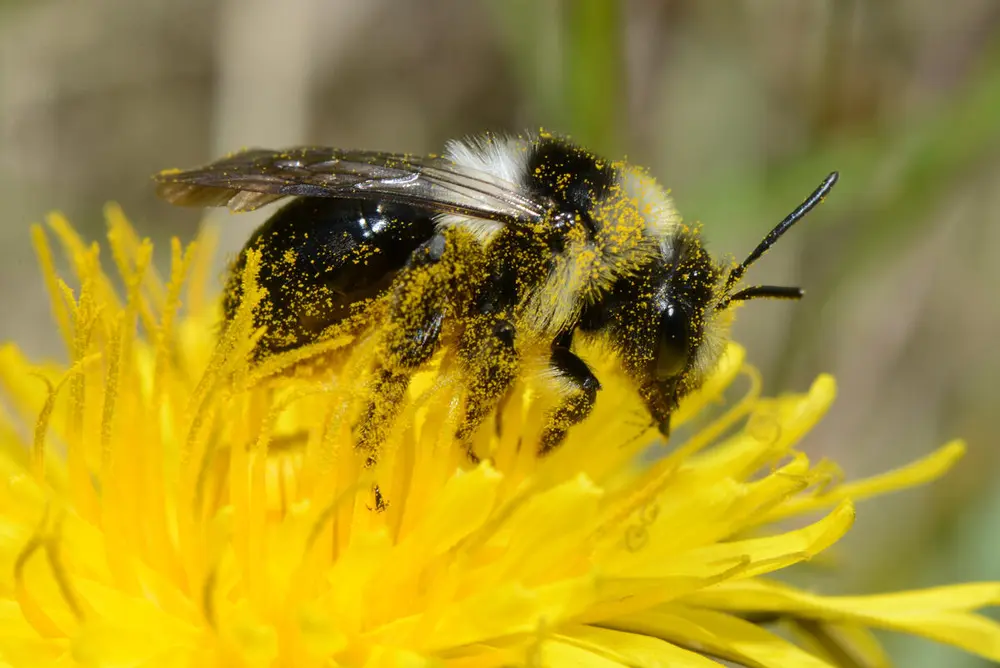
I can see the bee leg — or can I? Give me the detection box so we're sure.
[354,236,444,466]
[538,342,601,456]
[455,314,520,462]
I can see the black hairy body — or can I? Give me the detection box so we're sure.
[158,135,835,462]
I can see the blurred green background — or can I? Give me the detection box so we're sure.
[0,0,1000,667]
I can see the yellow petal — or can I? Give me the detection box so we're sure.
[760,440,965,524]
[556,626,719,668]
[685,580,1000,661]
[602,605,835,668]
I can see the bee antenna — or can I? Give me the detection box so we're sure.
[725,172,840,294]
[716,285,805,311]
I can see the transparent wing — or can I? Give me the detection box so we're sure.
[154,147,547,222]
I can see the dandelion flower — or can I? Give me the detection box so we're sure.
[0,208,1000,668]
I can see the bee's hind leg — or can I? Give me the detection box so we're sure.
[455,314,520,462]
[354,236,447,466]
[538,340,601,455]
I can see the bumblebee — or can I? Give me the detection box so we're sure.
[155,133,837,463]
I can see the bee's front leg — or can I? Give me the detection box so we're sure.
[538,342,601,455]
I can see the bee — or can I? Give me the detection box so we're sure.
[154,132,837,463]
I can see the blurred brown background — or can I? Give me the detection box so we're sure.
[0,0,1000,666]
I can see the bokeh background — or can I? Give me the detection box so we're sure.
[0,0,1000,668]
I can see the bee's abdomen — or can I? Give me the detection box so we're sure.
[225,198,435,354]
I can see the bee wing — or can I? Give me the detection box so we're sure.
[154,147,546,223]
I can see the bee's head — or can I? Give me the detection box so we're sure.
[640,172,837,432]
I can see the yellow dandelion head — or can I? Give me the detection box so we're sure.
[0,208,1000,668]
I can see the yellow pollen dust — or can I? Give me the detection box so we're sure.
[0,207,1000,668]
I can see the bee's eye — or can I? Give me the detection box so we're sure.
[656,304,691,378]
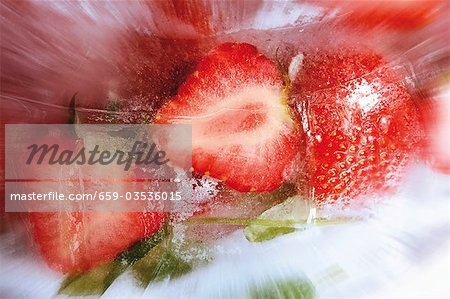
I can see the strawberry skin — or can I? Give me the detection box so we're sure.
[30,212,165,273]
[292,48,423,203]
[156,43,299,192]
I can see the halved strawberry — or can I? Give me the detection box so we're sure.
[156,43,299,191]
[292,47,423,202]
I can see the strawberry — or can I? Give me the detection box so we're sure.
[291,47,422,203]
[155,43,299,192]
[320,0,447,30]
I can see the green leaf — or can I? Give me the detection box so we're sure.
[250,279,315,299]
[58,225,168,296]
[244,196,310,242]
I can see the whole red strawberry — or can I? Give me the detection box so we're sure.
[292,48,422,203]
[156,43,299,191]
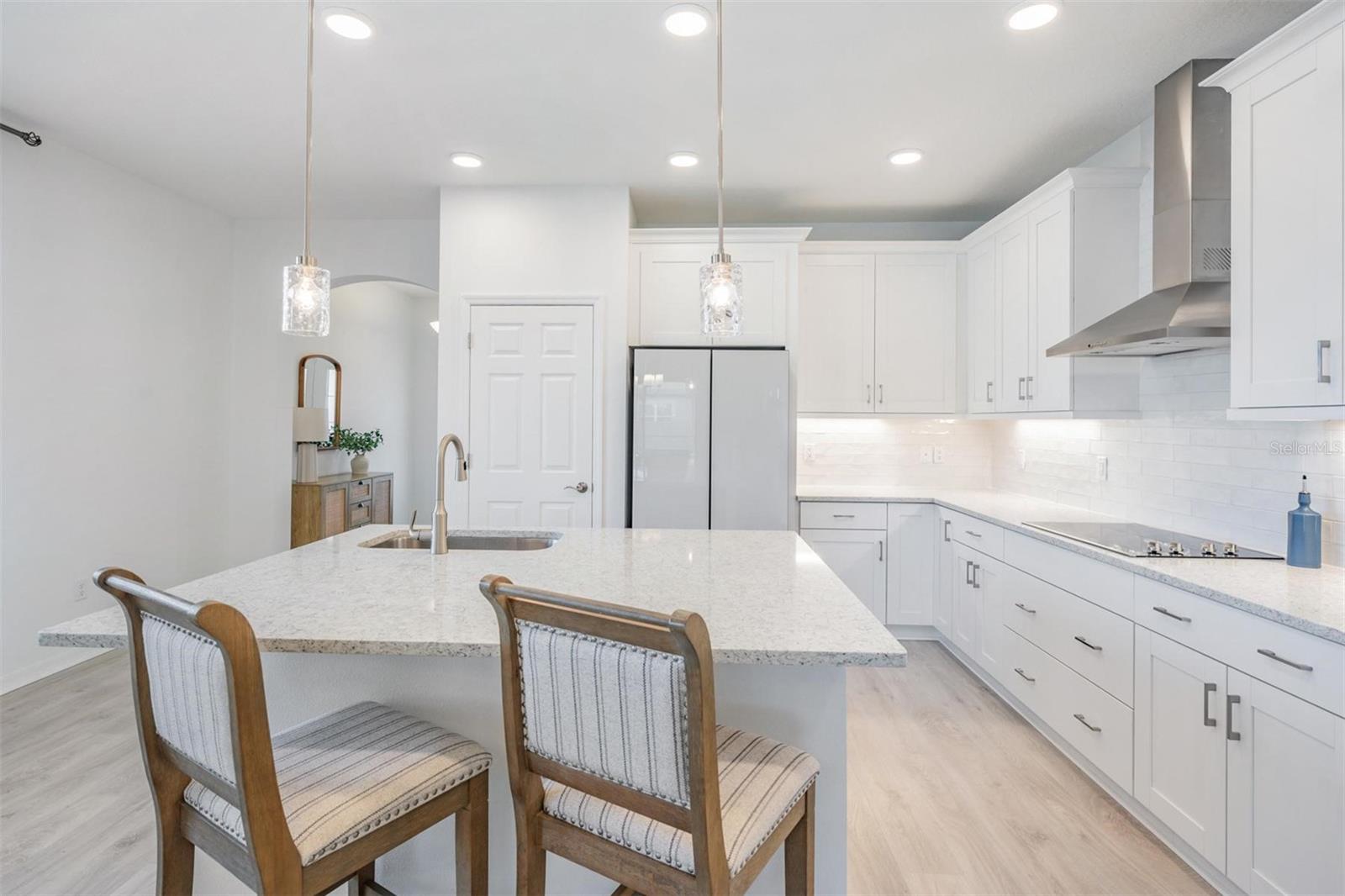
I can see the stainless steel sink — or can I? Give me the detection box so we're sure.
[361,531,560,551]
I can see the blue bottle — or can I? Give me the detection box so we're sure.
[1284,477,1322,569]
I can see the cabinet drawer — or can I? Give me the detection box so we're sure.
[350,479,374,503]
[1005,628,1135,793]
[1135,576,1345,716]
[1004,531,1135,619]
[1004,567,1135,706]
[348,500,374,529]
[799,500,888,530]
[948,510,1005,560]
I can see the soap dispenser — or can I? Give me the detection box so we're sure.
[1284,477,1322,569]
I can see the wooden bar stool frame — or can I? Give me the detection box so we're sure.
[94,567,489,896]
[480,576,816,896]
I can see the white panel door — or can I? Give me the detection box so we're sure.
[1135,625,1229,871]
[630,349,710,529]
[710,349,789,530]
[467,305,593,527]
[799,529,888,621]
[886,504,939,625]
[796,256,873,413]
[1226,668,1345,893]
[1026,191,1070,410]
[967,237,1000,413]
[995,218,1031,412]
[873,253,957,413]
[1231,27,1345,408]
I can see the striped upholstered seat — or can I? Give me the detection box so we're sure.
[183,703,491,865]
[542,725,820,874]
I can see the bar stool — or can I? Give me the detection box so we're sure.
[482,576,819,896]
[94,569,491,896]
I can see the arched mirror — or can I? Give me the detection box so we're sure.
[298,356,340,448]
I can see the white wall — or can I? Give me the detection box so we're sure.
[222,220,439,567]
[439,187,630,526]
[0,137,231,690]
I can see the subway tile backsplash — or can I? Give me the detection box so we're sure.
[798,351,1345,565]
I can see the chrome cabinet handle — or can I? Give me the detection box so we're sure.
[1154,607,1190,621]
[1074,713,1101,732]
[1224,694,1242,740]
[1256,647,1313,672]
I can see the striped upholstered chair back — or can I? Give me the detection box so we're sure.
[96,569,298,862]
[482,576,728,893]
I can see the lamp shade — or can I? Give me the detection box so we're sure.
[294,408,331,443]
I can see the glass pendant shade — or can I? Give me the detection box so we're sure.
[280,257,332,336]
[701,256,742,336]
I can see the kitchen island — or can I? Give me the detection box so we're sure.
[39,526,905,893]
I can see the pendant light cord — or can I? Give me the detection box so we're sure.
[715,0,724,256]
[304,0,316,259]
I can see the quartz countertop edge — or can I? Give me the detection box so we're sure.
[796,486,1345,645]
[38,524,906,667]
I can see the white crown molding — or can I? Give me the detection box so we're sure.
[630,228,812,244]
[1200,0,1345,92]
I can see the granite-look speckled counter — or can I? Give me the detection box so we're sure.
[39,526,905,666]
[798,486,1345,645]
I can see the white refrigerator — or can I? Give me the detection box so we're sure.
[630,349,789,529]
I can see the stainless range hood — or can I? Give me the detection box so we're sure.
[1047,59,1231,358]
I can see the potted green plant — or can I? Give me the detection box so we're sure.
[327,426,383,477]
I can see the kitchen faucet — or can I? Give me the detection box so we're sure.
[430,433,467,554]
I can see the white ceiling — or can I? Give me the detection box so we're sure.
[0,0,1311,226]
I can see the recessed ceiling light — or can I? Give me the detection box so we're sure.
[663,3,710,38]
[1009,0,1060,31]
[323,7,374,40]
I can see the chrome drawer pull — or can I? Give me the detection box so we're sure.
[1256,647,1313,672]
[1224,694,1242,740]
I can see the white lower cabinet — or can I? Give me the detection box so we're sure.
[799,524,888,621]
[1226,668,1345,893]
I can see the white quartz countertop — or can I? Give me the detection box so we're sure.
[798,486,1345,645]
[39,526,906,666]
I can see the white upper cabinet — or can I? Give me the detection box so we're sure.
[795,255,874,413]
[796,244,957,413]
[630,228,809,345]
[1204,2,1345,416]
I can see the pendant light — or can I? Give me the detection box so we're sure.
[701,0,742,336]
[280,0,332,336]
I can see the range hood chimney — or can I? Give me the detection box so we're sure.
[1047,59,1232,358]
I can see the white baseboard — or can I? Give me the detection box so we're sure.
[935,631,1246,893]
[0,647,108,694]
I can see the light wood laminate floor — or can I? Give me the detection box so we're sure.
[0,641,1210,894]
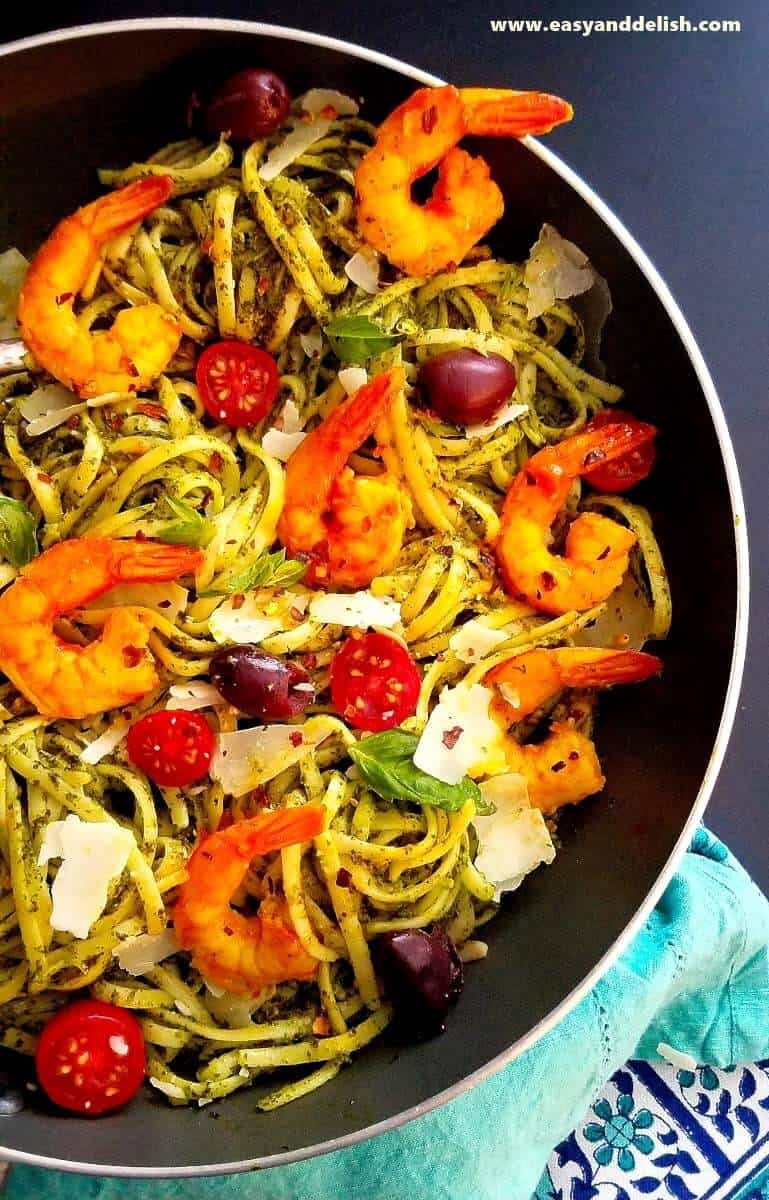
=-=-=-=-=
REQUEST:
Render every line of the listing above as a numbered list, omitting blank lines. Leave the pictures out of your answer.

OUTPUT OF THE TASK:
1. I can see the bee leg — or can I? Give me the detection box so we're sure.
2. [354,236,444,466]
3. [538,342,601,456]
4. [455,314,520,462]
5. I can see the black hairy body — or can I? Give me the detection box so we're sure.
6. [158,135,835,462]
7. I can see the blurred green background — or can I? Give me the detection box so we're sure.
8. [0,0,1000,667]
9. I can see the yellow petal — or can I? Give me the detection box so we're sure.
10. [760,440,965,524]
11. [556,626,719,668]
12. [685,580,1000,661]
13. [602,605,835,668]
14. I can see the bee antenna — or can I? Give me the detection box so we're sure.
15. [725,172,840,294]
16. [716,285,805,311]
17. I can see the transparent wing — or can I? Give me the detection box so we're sure.
18. [154,147,547,222]
19. I can see the dandelion flower — or can I? Give me the detection box so we're sure.
20. [0,208,1000,668]
21. I can see the bee's hind leg — or can I? Give me the detection box so we're sure.
22. [455,314,520,462]
23. [354,236,447,466]
24. [538,340,601,455]
25. I can see the bumblebee — or can I? Give me the detection box so we're sure.
26. [155,133,837,463]
27. I can see the bee's front leg — or can I? Give me the detection box so we're sure.
28. [538,342,601,455]
29. I can see the bee — or can I? Give me the detection box so we're sure.
30. [154,132,837,463]
31. I can see the blurred brown background — or can I? Give me the detection box so we're sure.
32. [0,0,1000,666]
33. I can see the bokeh background — or can I? Give me the detection box so we're sure.
34. [0,0,1000,668]
35. I can see the bee's abdomen — or can I? Give me the detection box so we're sure.
36. [225,198,435,354]
37. I can see the bee wing — or can I? Give me the detection box so we're sure.
38. [154,147,546,223]
39. I can see the bee's head — or can I? Give me the detection box so we're sure.
40. [640,172,837,432]
41. I can see the yellow dandelion head — or can I? Give me the detection box so we're sure.
42. [0,208,1000,668]
43. I can see the yellow pollen dust — or can I? Give me the detection box so we're sure.
44. [0,207,1000,668]
45. I can see the bee's eye — or can I? Give me the detection box so we're sure.
46. [656,304,691,378]
47. I can see the strawberry skin — or can I? Give me the detection box so we're sure.
48. [30,212,165,273]
49. [292,48,423,203]
50. [156,43,299,192]
51. I can see the halved strawberry — or can I? Give me the detection box so we're sure.
52. [156,43,299,191]
53. [292,47,423,202]
54. I can see the strawberry — or can I? Give me the detection box so we're sure.
55. [291,47,422,203]
56. [155,43,299,192]
57. [320,0,447,30]
58. I can see the green leaf — or can I? Give me the detection box so we're sure.
59. [250,279,315,299]
60. [58,225,168,296]
61. [244,196,310,242]
62. I can see the whole red strawberry — or can I? Give me the detection box so we're sure.
63. [292,48,422,203]
64. [156,43,299,191]
65. I can see the stainless steel sink — or can I? Give me the detection box so we're sure.
66. [361,531,560,551]
67. I can see the blue bottle — or can I? Give me the detection box so we're sure.
68. [1284,477,1322,569]
69. I can see the cabinet drawer — or can I? Give me the detection box so we're sure.
70. [350,479,374,503]
71. [1005,628,1135,793]
72. [1135,576,1345,716]
73. [1004,531,1135,619]
74. [1004,567,1135,706]
75. [348,500,374,529]
76. [799,500,888,530]
77. [948,510,1005,560]
78. I can see the soap dispenser — or can I? Give me the detection box so we're sure.
79. [1284,477,1322,569]
80. I can see the wooden bar stool frame — or can I? Give me the detection box so we're sure.
81. [94,567,489,896]
82. [480,576,816,896]
83. I can see the white panel door — or can I? Give me the detection box so we're sure.
84. [1135,625,1229,871]
85. [630,349,710,529]
86. [710,349,789,530]
87. [467,305,593,527]
88. [799,529,888,621]
89. [886,504,939,625]
90. [796,256,873,413]
91. [1226,668,1345,893]
92. [1026,191,1070,410]
93. [967,237,1000,413]
94. [995,218,1031,412]
95. [873,253,957,413]
96. [1231,27,1345,408]
97. I can see the striped upholstered seat — or can I? Give me the detection box so we're sure.
98. [183,703,491,865]
99. [542,725,820,874]
100. I can see the bar stool — or can I? Give me the detection box so we're sure.
101. [482,576,819,896]
102. [94,569,491,896]
103. I can see the arched mirror — or can I? Give me the detection box so we're sure.
104. [298,356,340,448]
105. I can see the white wall — or can I? Give me the detection box so we're sure.
106. [222,220,439,567]
107. [439,187,630,526]
108. [0,137,231,690]
109. I can see the subway tile backsplash — or can I? Give me the detection box so we're sure.
110. [798,351,1345,565]
111. I can see the chrome cabinet handle — or can I? Give me the detection box so we're sure.
112. [1154,607,1190,621]
113. [1074,713,1101,732]
114. [1224,694,1242,740]
115. [1256,647,1313,672]
116. I can see the striped upholstered chair back — or can I? Give me the detection box so we're sure.
117. [96,569,298,862]
118. [482,576,728,893]
119. I can see the lamp shade — or can I? Give me the detection box so we're sure.
120. [294,408,331,443]
121. I can see the glass pendant shade — or can I? Give me the detection box so we're sure.
122. [280,257,332,336]
123. [701,256,742,336]
124. I can see the kitchen island — or can I? Give me the detection box so we're sure.
125. [39,526,905,893]
126. I can see the pendant light cord — or can I? Give me the detection box so we're sure.
127. [715,0,724,256]
128. [304,0,316,259]
129. I can see the quartz countertop edge — or can I? Give me the detection box so we're sure.
130. [796,486,1345,645]
131. [38,524,906,667]
132. I can see the white crown molding — or can I? Give me the detection box so we're sure.
133. [630,228,812,244]
134. [1200,0,1345,92]
135. I can see the granite-look speckled counter — or can I? Give me the detection box so we're sure.
136. [39,526,905,666]
137. [798,486,1345,645]
138. I can see the white refrigerator — or can I? Give me the detection box so we're sure.
139. [630,349,789,529]
140. I can see the stainless range hood — or can I? Give me the detection box so we're sure.
141. [1047,59,1231,358]
142. I can see the potted green plant — or can I? Give me the detection box so we're sure.
143. [327,426,383,477]
144. I can see the kitchen faucet — or can I? Give me the detection box so we're sure.
145. [430,433,467,554]
146. I can see the white ceiling — or can I? Give me the detection box so we're sure.
147. [0,0,1311,226]
148. I can see the recessed ceiling light — or can I? Give me the detection box so we're sure.
149. [663,3,710,38]
150. [1009,0,1060,31]
151. [323,7,374,40]
152. I can see the chrome drawer pull — or can I? Give me the detection box so we're sure.
153. [1256,647,1313,672]
154. [1224,694,1242,740]
155. I can see the white lower cabinet — or can I? Give me the detection box so we're sure.
156. [799,524,888,621]
157. [1226,668,1345,893]
158. I can see the white quartz countertop — or can I? Give me the detection box so we're sure.
159. [798,486,1345,645]
160. [39,526,906,666]
161. I can see the white upper cabinet — or can I? Give me the detection box so we're sure.
162. [795,255,874,413]
163. [796,244,957,413]
164. [630,228,809,345]
165. [1204,2,1345,416]
166. I can see the pendant light — or can I? Give me the detection box so we're sure.
167. [701,0,742,336]
168. [280,0,332,336]
169. I can see the range hood chimney — or can I? Give me the detection box so we're sure.
170. [1047,59,1232,358]
171. I can see the white baseboard — or can I? Give me the detection box so we're sure.
172. [935,631,1246,893]
173. [0,647,108,694]
174. I can see the light wood laminate floor — or can I? Give me the detection box so we're sure.
175. [0,641,1210,894]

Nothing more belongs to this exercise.